"""

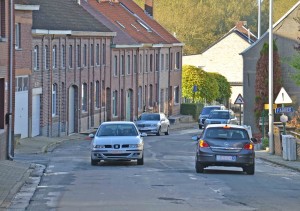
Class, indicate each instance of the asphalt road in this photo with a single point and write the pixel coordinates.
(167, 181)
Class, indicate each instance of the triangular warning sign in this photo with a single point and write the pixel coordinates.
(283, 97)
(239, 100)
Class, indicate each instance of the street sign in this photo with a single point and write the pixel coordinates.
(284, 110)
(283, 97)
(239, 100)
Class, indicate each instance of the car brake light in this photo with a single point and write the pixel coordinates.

"""
"""

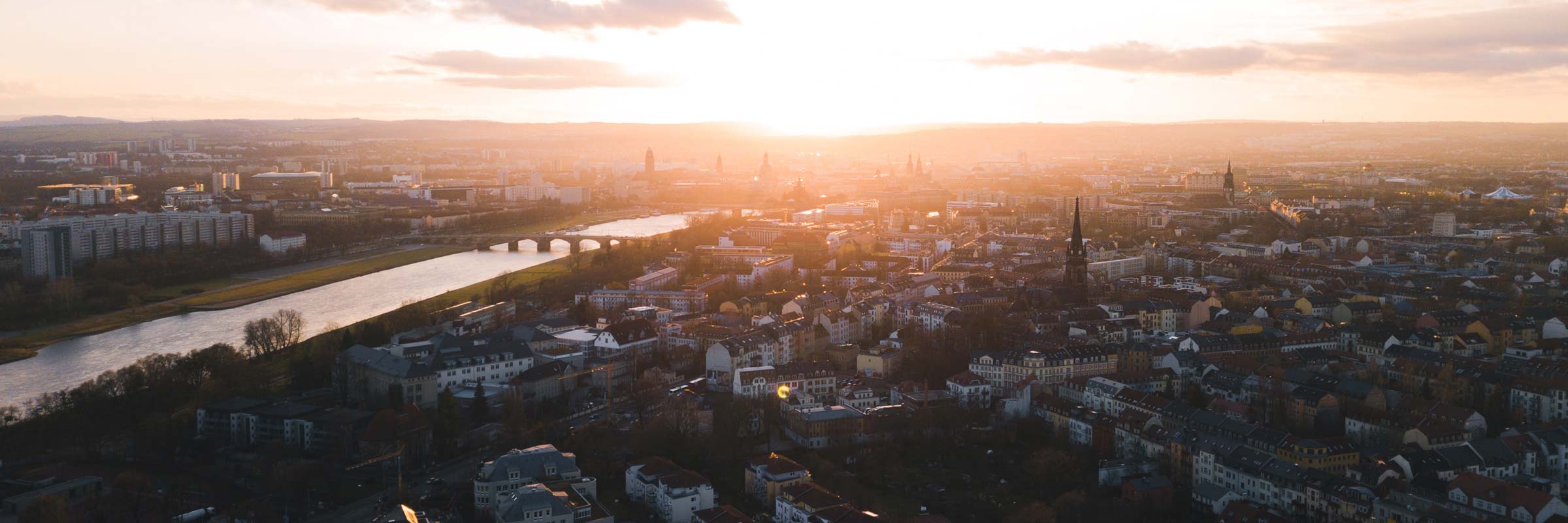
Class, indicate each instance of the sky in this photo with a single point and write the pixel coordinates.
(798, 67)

"""
"""

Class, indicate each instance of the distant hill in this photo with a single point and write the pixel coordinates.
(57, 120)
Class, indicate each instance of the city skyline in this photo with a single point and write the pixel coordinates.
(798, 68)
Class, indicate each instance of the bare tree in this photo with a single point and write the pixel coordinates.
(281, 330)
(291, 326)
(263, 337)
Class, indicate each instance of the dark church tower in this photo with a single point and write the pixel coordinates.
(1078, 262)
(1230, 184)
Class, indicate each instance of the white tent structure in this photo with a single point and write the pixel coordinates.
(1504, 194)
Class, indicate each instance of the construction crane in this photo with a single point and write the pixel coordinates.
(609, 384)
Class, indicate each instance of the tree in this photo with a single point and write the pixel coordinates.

"""

> [Goal]: Which lines in the entries above contain the word "write"? List each one in full; case matters.

> [Answer to this task]:
Class, indicate each instance of the asphalt road in this photo with a single point and write the pixel coordinates.
Class, indicate each instance of the triangular warning sign in this photo with a single point and write the pixel coordinates.
Class, indicate each instance of the street sign in this photo with a single point and write the pixel coordinates.
Class, indicate each instance of the car brake light in this photo with a single point and write the pixel coordinates.
Class, indicate each instance of the sky in this photo with a single point and write the pixel coordinates.
Class, indicate each instance of the distant hill in this photo with a single point and write the pixel coordinates.
Class, indicate each instance of the city skyline in this photo with a single point and write the pixel coordinates.
Class, indicate each instance of the bare tree in this photo with a single point and write the pixel coordinates.
Class, indicate each instance of the dark church tower in this photo with a single point and write the pixel coordinates.
Class, indicate each instance of the white tent structure in this photo with a single point and write the pixel coordinates.
Class, indicate each instance of the construction crane in this photo with a single point and write the pixel coordinates.
Class, indicate each instance of the tree in this photo with a single point and write the pixel coordinates.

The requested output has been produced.